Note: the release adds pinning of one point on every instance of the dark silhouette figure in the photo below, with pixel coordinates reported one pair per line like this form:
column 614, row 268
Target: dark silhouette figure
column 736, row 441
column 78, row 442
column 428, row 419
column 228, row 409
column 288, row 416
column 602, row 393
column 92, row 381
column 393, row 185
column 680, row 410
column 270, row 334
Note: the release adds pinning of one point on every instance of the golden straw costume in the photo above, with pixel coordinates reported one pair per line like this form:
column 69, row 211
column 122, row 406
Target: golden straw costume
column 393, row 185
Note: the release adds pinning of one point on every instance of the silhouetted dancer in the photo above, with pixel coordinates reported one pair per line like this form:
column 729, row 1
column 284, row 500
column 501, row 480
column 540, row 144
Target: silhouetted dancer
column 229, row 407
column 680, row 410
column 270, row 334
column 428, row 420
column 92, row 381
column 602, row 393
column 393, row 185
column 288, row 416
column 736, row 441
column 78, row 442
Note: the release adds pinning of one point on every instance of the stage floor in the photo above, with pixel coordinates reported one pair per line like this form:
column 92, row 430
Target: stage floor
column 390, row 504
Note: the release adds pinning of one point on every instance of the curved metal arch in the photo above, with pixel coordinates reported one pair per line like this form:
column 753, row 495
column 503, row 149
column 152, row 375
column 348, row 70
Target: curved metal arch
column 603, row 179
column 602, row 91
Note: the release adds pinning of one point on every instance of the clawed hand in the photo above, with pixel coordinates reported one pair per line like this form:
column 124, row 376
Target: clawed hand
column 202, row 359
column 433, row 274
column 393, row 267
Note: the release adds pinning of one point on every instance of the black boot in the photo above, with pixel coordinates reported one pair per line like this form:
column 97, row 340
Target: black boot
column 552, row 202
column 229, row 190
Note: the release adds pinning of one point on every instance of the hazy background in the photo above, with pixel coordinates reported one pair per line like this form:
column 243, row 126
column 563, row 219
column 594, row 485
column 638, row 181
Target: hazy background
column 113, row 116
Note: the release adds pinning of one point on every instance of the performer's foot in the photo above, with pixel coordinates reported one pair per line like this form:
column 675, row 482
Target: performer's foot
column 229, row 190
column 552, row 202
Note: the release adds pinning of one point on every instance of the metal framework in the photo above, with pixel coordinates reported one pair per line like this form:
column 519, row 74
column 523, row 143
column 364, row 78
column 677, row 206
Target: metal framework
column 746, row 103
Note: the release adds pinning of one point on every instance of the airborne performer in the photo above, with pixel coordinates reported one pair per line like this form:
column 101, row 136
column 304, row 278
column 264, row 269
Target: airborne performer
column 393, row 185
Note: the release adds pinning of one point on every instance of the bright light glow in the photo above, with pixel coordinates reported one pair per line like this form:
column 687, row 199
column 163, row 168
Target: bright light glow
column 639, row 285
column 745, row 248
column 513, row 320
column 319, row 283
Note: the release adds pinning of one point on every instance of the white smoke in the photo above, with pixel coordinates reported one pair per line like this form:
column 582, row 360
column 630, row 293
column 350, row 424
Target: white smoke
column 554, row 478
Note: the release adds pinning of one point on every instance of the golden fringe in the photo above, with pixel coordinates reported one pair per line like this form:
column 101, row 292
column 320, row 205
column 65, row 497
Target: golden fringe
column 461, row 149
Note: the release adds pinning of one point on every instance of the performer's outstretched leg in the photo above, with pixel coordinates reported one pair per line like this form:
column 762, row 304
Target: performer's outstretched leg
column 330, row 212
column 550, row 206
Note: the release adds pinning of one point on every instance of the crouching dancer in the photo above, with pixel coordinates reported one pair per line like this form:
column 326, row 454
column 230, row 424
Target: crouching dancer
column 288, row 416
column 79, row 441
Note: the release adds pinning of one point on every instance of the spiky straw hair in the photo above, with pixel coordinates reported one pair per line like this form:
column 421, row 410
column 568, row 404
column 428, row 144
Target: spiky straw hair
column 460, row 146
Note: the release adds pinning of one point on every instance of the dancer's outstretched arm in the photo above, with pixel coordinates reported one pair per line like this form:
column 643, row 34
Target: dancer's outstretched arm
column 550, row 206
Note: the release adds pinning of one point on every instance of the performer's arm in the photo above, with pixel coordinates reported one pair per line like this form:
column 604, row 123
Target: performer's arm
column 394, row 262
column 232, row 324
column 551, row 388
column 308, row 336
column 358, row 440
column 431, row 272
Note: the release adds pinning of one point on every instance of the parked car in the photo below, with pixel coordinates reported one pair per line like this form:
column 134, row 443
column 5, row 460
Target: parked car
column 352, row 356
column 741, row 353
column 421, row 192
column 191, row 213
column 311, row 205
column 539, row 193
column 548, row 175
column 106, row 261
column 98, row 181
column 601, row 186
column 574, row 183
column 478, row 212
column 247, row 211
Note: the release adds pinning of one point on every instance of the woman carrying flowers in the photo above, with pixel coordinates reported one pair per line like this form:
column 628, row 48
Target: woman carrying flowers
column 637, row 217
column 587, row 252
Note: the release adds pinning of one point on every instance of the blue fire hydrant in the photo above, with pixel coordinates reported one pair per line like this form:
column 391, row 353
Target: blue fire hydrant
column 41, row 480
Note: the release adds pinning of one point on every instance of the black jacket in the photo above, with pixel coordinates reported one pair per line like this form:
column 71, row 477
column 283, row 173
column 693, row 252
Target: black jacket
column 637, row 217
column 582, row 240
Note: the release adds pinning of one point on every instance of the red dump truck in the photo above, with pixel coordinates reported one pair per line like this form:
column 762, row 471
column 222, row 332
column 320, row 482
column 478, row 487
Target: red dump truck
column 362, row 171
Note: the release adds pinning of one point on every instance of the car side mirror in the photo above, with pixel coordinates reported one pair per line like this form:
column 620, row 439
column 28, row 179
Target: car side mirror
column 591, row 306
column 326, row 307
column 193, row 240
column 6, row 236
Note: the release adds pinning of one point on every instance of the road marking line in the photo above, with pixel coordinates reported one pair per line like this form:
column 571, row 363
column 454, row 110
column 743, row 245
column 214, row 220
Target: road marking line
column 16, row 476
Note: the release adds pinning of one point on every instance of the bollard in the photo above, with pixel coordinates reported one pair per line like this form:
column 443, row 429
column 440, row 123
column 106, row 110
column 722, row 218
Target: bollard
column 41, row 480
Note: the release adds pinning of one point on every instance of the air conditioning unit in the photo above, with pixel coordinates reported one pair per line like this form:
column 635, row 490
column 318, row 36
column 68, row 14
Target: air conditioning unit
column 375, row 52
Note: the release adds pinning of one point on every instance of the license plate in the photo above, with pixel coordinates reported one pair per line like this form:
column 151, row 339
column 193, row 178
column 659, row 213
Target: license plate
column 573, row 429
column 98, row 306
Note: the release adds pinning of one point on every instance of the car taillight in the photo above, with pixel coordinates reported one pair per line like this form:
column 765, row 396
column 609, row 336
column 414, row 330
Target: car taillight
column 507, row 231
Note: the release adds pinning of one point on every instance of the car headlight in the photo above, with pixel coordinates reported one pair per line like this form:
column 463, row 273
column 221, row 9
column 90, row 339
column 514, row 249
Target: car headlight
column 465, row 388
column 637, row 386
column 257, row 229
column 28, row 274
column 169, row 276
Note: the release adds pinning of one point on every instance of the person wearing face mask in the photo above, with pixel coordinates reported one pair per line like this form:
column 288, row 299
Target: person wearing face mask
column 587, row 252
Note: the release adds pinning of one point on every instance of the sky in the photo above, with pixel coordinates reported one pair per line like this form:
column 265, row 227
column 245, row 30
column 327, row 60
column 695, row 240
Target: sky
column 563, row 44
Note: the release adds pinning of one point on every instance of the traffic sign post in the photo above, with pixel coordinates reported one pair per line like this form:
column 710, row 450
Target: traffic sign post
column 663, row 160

**EXERCISE AIM**
Copy the entire listing above, line for line, exactly.

**YOUR RESPONSE**
Note: the release adds pinning of one point on every instance of the dark silhouette figure in the photo below, with pixel coordinates reported one pair per line like this form:
column 614, row 268
Target: dark silhouette figure
column 736, row 441
column 78, row 442
column 428, row 419
column 228, row 409
column 288, row 416
column 602, row 393
column 92, row 381
column 393, row 185
column 680, row 410
column 270, row 334
Note: the release adds pinning of one point on every instance of the golden straw costume in the photo above, with pixel coordinates reported one pair per line like this form:
column 69, row 211
column 122, row 406
Target: golden straw costume
column 393, row 185
Note: the release adds pinning of one point on every instance of the silhouetted dancer in the photo above, with pixel coordinates reported one pair per line like this form:
column 729, row 1
column 284, row 500
column 501, row 480
column 540, row 144
Target: silhouetted dancer
column 229, row 407
column 680, row 410
column 270, row 334
column 428, row 420
column 92, row 381
column 602, row 393
column 393, row 185
column 288, row 416
column 736, row 441
column 78, row 442
Note: the release adds pinning of one point on every instance of the stage floor in the photo above, with pixel coordinates reported one pair per line like this form:
column 92, row 430
Target: stage floor
column 390, row 504
Note: the release adds pinning of one point on every instance of the curved metal arch in the photo above, with pixel coordinates reported one pair per line like this form:
column 753, row 495
column 503, row 149
column 152, row 375
column 348, row 70
Target: curved metal arch
column 603, row 179
column 602, row 91
Note: the release adds pinning of one point on every instance of the clawed hand in the photo above, with pixel coordinates reported one pair per line like this form:
column 124, row 376
Target: clawed hand
column 202, row 359
column 433, row 274
column 393, row 267
Note: the release adds pinning of one point on every instance of the black boot in the photo above, with pixel coordinates reported one pair per line like this form:
column 97, row 340
Target: black boot
column 552, row 202
column 229, row 190
Note: the release adds pinning of one point on every instance of the hazy background in the photo above, with pixel coordinates reported one pair per line like this form:
column 243, row 126
column 563, row 219
column 594, row 485
column 638, row 181
Target: hazy background
column 113, row 116
Note: the release adds pinning of one point on every instance of the performer's foot in the photo above, with pixel coordinates reported one pair per line like this form:
column 675, row 482
Target: performer's foot
column 229, row 190
column 552, row 202
Note: the release adds pinning of one point on every instance of the metal framework in the photo above, with pixel coordinates reported one pair per line like this form:
column 519, row 74
column 523, row 143
column 364, row 78
column 677, row 206
Target: metal framework
column 746, row 103
Note: the release adds pinning of one point on every instance of the airborne performer in the photo above, with pixel coordinates reported one pair per line like this form:
column 101, row 136
column 304, row 278
column 264, row 269
Target: airborne performer
column 393, row 185
Note: the release adds pinning of one point on every instance of the bright light glow in the photo above, with pixel coordinates reported one pair per line like this form:
column 687, row 199
column 163, row 168
Target: bright light glow
column 639, row 285
column 745, row 248
column 513, row 320
column 319, row 283
Note: the release adds pinning of one point on every instance of the white smoke in the photo above, with pixel coordinates reported one pair per line like this form:
column 582, row 360
column 630, row 293
column 350, row 424
Target: white smoke
column 554, row 478
Note: the release adds pinning of one point on every instance of the golden fringe in the photo above, with pixel coordinates reported one pair per line like this form:
column 101, row 292
column 320, row 205
column 65, row 497
Target: golden fringe
column 461, row 149
Note: the release adds pinning of one point on every instance of the performer's outstretched leg in the photo above, with pixel coordinates reported one pair per line like this form:
column 762, row 304
Target: performer's outstretched leg
column 330, row 212
column 550, row 206
Note: the release adds pinning of one point on every instance of the crouching dancer in the photo above, with pixel coordinates reported one pair per line like this form:
column 326, row 454
column 230, row 424
Target: crouching dancer
column 288, row 416
column 79, row 441
Note: the release adds pinning of one point on every instance of the spiky straw hair in the photo above, with pixel coordinates reported one pair per line like this form:
column 421, row 410
column 568, row 404
column 428, row 144
Target: spiky straw hair
column 460, row 146
Note: the release adds pinning of one point on every instance of the dancer's outstretched arm in the photo above, with pixel coordinates reported one pair per line like this form:
column 643, row 34
Target: dancer's outstretched arm
column 550, row 206
Note: the release adds pinning of one point on every instance of the performer's arm in the photo above, with pixel coordinates reported one pair per line like this form:
column 604, row 123
Target: performer's arm
column 394, row 262
column 232, row 324
column 551, row 388
column 308, row 336
column 358, row 440
column 431, row 272
Note: the release adds pinning of one point on every instance of the parked car in the photo below, with pixel coordinates reported one pair per line like this form:
column 134, row 443
column 5, row 460
Target: parked car
column 352, row 356
column 741, row 353
column 421, row 192
column 191, row 213
column 311, row 205
column 539, row 193
column 548, row 175
column 106, row 261
column 98, row 181
column 601, row 186
column 574, row 183
column 478, row 212
column 247, row 211
Note: the release adds pinning of one point on every instance of the woman carrying flowers in the photo above, with pixel coordinates reported one pair per line like this form:
column 628, row 48
Target: woman carrying flowers
column 637, row 217
column 587, row 252
Note: the release adds pinning of one point on every instance of the blue fire hydrant in the photo above, with pixel coordinates reported one pair per line like this form:
column 391, row 353
Target: blue fire hydrant
column 41, row 480
Note: the release adds pinning of one point on every instance of the black jacket in the photo above, with pixel coordinates reported one pair per line like this form:
column 71, row 477
column 283, row 173
column 693, row 252
Target: black jacket
column 637, row 217
column 582, row 240
Note: the release adds pinning of one point on every instance of the red dump truck in the photo above, with pixel coordinates reported one pair per line like this form:
column 762, row 471
column 222, row 332
column 320, row 482
column 478, row 487
Target: red dump truck
column 362, row 171
Note: the release adds pinning of one point on every instance of the car side mirror in the photo above, with pixel coordinates reported one pair per line like this form:
column 620, row 439
column 28, row 179
Target: car side mirror
column 591, row 306
column 326, row 307
column 193, row 240
column 6, row 236
Note: the release adds pinning of one point on every instance of the road marking line in the photo above, with pixel coordinates reported one pair per line like this form:
column 571, row 363
column 454, row 110
column 743, row 245
column 214, row 220
Target: road marking line
column 16, row 476
Note: the release adds pinning of one point on every instance of the bollard in the photo above, with pixel coordinates reported one pair per line like this form:
column 443, row 429
column 440, row 123
column 106, row 110
column 722, row 218
Target: bollard
column 41, row 480
Note: the release adds pinning of one point on every instance of the air conditioning unit in the photo above, with pixel coordinates reported one pair per line like this form:
column 635, row 490
column 318, row 36
column 68, row 14
Target: air conditioning unit
column 375, row 52
Note: the release adds pinning of one point on every instance of the license plate in the photo above, with pixel coordinates reported one pair per line like this form:
column 151, row 339
column 193, row 178
column 659, row 213
Target: license plate
column 573, row 429
column 98, row 306
Note: the release adds pinning of one point on every instance of the car taillight in the photo above, with pixel coordinates reported one pair per line like this form:
column 765, row 396
column 609, row 336
column 414, row 330
Target: car taillight
column 507, row 231
Note: the release adds pinning of one point on every instance of the car headlight in the photo above, with pixel coordinates reported one pair per line like this form:
column 463, row 273
column 221, row 9
column 90, row 339
column 514, row 249
Target: car headlight
column 465, row 388
column 637, row 386
column 257, row 229
column 28, row 274
column 169, row 276
Note: the release adds pinning of one point on every instance of the person wearing face mask in the photo above, with pixel coordinates reported one pair per line like this form:
column 288, row 299
Target: person wearing face mask
column 587, row 252
Note: the release adds pinning of one point on every instance of the sky in the photo above, with pixel coordinates reported one pair per line like this form:
column 265, row 227
column 245, row 30
column 327, row 60
column 695, row 240
Target: sky
column 563, row 44
Note: the release adds pinning of one point on every instance of the traffic sign post in the photo above, with pixel coordinates reported one pair per line like this form:
column 710, row 450
Target: traffic sign post
column 663, row 160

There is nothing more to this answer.